> **TASK BRIEF**: Provide only the number of lines in the data below that contain the string "planter".

Referring expression data:
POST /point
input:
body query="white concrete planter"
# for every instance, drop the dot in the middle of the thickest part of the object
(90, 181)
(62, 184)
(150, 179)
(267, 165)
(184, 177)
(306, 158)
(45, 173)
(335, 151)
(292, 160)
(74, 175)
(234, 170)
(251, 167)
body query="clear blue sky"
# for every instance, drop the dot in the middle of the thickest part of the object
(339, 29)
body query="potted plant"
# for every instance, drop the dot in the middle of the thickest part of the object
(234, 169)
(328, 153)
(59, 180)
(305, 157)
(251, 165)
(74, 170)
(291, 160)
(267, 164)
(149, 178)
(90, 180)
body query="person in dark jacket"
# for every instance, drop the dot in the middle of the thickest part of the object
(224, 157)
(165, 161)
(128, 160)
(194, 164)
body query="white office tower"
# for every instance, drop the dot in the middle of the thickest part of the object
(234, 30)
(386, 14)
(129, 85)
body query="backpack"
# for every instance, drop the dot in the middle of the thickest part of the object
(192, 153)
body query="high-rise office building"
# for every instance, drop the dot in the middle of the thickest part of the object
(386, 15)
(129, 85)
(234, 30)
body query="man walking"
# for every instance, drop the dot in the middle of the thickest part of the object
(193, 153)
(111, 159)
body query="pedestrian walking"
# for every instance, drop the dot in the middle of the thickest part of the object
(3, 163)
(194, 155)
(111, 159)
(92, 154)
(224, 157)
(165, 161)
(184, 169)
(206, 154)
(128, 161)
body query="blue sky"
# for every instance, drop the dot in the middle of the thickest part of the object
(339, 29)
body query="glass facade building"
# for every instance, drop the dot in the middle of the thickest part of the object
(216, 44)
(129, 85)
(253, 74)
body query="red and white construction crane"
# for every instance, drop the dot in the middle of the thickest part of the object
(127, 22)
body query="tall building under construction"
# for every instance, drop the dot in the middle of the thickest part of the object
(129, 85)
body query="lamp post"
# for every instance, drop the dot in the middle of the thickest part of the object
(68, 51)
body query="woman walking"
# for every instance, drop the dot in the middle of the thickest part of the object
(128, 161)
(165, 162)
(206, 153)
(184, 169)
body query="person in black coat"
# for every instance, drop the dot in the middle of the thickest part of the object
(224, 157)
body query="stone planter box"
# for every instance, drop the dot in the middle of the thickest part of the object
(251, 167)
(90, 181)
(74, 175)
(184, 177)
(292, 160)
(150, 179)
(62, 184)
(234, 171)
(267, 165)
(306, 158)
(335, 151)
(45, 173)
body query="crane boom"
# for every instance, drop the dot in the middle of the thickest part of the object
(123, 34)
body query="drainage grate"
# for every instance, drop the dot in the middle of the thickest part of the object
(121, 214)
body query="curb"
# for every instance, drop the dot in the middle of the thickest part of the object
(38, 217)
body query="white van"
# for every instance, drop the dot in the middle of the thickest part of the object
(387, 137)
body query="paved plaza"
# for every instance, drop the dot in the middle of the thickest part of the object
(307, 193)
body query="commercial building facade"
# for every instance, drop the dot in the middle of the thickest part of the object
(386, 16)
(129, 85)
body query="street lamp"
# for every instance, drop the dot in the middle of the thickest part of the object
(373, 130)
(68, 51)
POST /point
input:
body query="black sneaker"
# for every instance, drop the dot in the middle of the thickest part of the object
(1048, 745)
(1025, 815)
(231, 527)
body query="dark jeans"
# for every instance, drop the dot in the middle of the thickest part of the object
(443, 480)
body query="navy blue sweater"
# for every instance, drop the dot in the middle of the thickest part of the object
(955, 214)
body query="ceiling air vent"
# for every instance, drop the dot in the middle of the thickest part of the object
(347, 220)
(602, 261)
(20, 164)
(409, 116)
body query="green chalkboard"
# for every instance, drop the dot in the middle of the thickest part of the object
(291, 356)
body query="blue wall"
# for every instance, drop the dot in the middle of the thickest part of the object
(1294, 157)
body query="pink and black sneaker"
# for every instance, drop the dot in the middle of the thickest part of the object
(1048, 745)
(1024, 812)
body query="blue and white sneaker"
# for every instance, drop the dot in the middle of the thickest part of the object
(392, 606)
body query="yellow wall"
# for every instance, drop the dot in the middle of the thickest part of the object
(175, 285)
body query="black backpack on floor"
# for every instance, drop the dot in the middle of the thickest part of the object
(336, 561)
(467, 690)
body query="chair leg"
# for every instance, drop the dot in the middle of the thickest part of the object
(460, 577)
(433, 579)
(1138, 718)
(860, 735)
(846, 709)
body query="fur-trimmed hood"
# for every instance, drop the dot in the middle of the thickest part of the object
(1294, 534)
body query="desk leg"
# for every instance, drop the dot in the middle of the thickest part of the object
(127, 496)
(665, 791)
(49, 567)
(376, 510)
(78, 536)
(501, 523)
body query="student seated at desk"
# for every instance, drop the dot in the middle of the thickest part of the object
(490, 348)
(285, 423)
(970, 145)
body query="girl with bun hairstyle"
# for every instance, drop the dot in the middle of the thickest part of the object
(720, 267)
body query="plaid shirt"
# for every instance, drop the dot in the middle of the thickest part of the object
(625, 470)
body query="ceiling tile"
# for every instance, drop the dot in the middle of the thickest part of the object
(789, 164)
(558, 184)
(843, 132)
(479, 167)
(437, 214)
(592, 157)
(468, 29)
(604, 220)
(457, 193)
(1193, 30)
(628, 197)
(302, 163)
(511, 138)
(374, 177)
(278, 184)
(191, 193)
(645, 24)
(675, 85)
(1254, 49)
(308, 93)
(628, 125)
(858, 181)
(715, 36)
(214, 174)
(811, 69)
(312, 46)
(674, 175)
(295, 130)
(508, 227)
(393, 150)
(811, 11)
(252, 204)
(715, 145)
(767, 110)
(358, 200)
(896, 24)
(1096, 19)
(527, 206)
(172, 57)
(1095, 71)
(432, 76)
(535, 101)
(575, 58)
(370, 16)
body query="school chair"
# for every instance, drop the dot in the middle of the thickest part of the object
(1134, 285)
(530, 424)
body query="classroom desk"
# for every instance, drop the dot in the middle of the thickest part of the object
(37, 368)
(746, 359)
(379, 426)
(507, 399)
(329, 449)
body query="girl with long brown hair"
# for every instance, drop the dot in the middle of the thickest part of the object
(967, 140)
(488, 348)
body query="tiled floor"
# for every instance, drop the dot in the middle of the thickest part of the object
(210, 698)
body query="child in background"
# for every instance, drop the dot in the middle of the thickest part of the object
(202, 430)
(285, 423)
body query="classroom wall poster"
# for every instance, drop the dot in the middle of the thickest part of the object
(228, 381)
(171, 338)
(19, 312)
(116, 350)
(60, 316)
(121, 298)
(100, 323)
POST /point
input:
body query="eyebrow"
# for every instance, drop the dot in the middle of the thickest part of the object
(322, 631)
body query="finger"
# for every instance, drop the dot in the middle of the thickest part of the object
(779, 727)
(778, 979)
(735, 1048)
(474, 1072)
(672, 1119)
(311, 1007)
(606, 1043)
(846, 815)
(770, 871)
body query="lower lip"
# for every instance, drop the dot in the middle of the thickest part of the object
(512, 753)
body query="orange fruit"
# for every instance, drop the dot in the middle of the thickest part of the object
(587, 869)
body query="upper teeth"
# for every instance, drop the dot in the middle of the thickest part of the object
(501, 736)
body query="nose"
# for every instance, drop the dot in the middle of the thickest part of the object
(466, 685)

> **EXPECTED ANSWER**: 2